_Problem requirements_
Lines holding the word "billboard" are the ones to copy from the data below.

Start of Data in this exercise

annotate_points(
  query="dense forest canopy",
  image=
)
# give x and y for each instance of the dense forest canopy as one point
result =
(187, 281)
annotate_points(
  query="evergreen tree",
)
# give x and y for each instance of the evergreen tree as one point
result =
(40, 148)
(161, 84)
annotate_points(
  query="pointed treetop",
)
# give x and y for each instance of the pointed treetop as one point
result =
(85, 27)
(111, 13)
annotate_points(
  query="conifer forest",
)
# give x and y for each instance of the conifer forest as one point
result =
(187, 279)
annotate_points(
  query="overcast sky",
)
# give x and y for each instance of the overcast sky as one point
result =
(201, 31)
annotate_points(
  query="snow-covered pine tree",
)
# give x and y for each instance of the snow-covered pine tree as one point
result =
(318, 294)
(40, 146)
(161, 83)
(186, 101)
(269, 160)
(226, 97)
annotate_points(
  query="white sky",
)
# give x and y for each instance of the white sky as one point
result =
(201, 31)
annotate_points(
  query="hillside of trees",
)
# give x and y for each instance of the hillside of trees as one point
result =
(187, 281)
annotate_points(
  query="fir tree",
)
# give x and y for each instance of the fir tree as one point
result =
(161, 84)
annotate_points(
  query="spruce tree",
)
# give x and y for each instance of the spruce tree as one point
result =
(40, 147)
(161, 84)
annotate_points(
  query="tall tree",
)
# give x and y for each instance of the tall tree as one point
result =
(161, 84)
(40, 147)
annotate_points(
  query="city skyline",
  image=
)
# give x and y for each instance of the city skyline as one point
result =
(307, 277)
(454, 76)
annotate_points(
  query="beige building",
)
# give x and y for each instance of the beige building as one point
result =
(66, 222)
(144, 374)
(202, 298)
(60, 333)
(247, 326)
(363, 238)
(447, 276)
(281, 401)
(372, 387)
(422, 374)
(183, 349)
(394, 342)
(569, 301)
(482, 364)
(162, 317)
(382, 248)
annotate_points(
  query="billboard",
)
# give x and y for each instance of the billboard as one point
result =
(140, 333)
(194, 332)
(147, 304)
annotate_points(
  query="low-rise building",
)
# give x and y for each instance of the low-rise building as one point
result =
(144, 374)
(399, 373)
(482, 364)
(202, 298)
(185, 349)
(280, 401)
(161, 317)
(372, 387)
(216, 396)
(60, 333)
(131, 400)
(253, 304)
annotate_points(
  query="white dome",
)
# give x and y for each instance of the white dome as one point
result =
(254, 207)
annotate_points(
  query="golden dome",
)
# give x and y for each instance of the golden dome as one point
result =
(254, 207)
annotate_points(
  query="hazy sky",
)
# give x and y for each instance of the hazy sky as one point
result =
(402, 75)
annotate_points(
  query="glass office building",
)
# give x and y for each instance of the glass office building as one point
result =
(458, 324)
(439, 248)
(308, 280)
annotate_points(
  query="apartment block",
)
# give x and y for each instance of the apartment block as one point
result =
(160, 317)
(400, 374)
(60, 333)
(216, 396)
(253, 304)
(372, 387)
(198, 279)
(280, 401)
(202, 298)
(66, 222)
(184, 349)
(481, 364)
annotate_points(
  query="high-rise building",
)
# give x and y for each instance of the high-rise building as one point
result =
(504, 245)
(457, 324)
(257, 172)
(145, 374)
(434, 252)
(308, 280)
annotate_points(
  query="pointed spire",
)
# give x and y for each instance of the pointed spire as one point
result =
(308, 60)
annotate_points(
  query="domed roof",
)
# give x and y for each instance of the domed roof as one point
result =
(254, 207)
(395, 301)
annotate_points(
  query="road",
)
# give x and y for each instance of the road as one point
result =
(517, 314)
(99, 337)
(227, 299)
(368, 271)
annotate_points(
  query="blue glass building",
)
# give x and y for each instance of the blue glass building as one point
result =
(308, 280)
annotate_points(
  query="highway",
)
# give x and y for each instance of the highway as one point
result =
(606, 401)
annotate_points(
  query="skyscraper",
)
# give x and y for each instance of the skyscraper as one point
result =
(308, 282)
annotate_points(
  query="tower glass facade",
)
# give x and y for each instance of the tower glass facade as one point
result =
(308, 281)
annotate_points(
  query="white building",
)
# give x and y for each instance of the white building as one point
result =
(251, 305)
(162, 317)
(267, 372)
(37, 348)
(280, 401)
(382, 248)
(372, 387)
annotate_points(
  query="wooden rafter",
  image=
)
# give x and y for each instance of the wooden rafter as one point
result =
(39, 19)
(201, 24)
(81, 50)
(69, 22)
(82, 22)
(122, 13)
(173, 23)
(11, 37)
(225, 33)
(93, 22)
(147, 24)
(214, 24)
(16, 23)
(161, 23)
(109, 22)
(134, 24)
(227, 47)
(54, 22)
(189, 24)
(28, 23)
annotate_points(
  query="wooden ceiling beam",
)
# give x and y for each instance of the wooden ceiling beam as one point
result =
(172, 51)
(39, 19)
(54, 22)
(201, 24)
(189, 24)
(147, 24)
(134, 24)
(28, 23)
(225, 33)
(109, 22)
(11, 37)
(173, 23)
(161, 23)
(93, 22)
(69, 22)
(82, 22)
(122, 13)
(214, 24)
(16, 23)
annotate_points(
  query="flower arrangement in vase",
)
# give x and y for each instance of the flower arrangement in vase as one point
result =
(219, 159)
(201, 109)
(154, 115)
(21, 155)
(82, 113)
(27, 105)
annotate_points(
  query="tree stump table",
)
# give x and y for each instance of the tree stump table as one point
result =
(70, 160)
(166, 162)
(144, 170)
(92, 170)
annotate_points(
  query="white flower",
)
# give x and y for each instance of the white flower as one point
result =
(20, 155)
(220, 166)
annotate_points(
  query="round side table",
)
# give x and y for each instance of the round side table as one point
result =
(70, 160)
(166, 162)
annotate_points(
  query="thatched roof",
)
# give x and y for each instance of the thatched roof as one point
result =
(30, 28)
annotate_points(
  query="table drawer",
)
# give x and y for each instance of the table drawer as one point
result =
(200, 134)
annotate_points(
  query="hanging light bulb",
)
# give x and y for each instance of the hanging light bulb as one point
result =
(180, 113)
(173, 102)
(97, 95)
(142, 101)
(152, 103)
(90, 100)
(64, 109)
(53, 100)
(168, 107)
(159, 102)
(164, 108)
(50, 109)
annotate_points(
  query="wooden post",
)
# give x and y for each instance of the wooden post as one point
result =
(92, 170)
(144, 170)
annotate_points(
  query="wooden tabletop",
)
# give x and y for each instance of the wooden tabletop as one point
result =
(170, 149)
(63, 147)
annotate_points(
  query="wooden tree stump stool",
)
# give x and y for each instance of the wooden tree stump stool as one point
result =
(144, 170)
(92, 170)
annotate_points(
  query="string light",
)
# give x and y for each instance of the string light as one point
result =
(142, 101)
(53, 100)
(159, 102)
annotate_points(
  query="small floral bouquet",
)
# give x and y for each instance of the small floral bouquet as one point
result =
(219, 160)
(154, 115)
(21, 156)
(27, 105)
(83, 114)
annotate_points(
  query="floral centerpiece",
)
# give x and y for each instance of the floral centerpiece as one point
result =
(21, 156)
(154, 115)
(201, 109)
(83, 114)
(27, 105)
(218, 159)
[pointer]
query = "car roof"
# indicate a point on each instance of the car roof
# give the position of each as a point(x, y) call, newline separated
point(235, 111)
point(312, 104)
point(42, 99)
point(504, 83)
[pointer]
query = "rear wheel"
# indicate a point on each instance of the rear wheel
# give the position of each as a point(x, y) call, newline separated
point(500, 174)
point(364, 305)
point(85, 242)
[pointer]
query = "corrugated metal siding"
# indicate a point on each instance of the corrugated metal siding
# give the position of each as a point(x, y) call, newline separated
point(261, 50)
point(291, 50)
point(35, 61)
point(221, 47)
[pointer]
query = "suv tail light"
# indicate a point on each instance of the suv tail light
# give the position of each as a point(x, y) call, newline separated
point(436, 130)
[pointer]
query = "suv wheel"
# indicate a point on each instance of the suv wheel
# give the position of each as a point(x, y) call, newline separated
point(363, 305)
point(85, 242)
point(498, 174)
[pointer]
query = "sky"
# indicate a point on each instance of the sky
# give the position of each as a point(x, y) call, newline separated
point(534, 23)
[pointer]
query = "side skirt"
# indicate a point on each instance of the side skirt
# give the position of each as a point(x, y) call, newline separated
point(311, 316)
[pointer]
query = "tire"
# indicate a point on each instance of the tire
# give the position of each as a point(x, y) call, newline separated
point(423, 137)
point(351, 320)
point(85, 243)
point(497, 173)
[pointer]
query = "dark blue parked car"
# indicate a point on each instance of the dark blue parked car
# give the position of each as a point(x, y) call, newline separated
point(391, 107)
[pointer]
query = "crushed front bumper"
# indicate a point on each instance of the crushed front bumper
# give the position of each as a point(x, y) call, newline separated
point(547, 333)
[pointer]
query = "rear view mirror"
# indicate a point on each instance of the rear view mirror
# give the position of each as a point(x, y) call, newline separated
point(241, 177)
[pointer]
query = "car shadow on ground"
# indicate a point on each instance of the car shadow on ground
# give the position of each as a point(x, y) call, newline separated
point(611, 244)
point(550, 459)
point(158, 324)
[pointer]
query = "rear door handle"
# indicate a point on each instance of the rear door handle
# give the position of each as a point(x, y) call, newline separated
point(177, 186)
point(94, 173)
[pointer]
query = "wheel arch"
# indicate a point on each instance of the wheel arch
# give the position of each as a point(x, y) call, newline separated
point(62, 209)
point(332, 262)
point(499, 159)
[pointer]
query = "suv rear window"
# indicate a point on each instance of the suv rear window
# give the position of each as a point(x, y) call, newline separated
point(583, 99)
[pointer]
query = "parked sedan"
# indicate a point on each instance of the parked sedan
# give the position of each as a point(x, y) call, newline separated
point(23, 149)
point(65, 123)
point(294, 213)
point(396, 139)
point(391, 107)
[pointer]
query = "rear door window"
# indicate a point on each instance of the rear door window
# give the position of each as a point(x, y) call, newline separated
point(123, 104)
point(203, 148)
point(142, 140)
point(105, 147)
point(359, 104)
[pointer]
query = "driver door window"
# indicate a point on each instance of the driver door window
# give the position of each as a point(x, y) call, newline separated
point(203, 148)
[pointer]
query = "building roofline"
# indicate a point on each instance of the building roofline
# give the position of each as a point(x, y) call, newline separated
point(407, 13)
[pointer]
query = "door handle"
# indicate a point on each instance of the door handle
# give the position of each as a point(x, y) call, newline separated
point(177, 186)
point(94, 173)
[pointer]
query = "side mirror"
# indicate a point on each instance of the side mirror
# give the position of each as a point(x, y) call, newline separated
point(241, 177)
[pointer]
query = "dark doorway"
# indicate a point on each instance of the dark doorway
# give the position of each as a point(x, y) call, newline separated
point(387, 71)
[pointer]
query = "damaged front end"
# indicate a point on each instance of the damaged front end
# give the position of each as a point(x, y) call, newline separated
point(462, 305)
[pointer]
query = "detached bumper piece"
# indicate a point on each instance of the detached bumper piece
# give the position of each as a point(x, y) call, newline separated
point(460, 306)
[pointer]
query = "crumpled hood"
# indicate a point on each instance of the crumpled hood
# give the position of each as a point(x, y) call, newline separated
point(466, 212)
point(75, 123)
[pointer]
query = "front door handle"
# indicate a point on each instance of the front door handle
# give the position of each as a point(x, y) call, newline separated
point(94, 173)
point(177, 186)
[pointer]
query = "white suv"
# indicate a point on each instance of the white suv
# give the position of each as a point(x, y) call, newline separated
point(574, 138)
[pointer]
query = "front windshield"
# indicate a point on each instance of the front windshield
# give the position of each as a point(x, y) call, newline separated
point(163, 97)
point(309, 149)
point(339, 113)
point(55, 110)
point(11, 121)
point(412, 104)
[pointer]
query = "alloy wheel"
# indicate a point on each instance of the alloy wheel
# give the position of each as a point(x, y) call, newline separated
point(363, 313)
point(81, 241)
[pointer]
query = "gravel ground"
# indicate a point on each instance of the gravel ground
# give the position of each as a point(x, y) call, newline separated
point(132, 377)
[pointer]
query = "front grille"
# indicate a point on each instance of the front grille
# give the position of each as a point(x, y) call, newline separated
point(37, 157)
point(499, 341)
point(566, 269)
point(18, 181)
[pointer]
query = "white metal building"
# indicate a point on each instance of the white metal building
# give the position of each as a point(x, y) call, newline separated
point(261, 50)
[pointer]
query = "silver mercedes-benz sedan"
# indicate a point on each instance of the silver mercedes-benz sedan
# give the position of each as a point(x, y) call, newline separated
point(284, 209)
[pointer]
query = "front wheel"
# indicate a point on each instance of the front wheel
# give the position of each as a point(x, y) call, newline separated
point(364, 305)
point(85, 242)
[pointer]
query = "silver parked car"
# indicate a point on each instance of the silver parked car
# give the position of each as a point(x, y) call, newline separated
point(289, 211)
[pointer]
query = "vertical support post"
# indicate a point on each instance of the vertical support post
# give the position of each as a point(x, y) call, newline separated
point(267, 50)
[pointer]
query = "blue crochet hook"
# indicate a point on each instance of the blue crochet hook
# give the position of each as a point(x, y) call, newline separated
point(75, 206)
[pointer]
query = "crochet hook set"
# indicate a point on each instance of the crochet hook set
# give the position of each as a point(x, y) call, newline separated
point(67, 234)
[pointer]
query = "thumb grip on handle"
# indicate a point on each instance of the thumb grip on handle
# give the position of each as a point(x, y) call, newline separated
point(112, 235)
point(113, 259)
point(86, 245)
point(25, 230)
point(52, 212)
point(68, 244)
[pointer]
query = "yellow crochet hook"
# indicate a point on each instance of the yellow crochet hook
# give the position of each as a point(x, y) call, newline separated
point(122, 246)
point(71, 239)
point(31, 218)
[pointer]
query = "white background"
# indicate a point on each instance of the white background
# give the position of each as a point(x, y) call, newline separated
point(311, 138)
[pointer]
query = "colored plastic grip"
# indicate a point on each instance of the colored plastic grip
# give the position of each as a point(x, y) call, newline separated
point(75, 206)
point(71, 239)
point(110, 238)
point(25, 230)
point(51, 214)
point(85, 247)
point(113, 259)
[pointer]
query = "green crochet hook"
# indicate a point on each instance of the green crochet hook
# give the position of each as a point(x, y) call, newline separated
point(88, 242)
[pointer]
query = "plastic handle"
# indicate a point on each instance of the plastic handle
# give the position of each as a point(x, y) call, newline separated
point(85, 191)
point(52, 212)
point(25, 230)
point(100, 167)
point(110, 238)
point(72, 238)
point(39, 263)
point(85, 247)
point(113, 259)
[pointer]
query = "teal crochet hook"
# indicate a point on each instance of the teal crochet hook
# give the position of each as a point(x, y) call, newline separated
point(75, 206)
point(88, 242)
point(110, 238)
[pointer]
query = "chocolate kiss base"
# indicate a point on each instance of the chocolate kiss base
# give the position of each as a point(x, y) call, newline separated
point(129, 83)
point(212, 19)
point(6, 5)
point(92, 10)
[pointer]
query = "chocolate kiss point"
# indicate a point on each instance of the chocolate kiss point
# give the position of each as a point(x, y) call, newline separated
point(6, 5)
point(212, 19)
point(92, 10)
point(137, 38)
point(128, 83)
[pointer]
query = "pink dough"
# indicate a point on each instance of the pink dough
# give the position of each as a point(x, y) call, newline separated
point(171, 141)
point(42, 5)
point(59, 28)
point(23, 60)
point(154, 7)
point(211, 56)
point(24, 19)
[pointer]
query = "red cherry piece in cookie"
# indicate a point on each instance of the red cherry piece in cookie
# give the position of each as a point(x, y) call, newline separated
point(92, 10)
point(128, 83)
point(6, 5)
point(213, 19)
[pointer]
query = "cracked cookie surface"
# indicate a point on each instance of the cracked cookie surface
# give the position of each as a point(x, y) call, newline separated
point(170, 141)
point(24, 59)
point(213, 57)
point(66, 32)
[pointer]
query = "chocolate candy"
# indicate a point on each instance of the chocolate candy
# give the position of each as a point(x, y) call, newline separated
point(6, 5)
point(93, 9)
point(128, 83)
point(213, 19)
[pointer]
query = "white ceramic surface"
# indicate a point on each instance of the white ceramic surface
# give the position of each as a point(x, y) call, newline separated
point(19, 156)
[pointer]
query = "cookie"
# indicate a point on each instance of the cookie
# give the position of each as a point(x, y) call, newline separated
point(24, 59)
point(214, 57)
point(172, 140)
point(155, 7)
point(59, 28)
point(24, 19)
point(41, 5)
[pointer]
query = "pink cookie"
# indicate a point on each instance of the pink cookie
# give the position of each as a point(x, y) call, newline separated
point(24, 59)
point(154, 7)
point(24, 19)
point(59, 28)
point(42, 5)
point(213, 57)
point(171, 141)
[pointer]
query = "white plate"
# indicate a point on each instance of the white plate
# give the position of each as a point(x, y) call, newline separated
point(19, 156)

End of Data in this exercise

_Solution_
  query="billboard",
# give x and y for each instance of the billboard as one point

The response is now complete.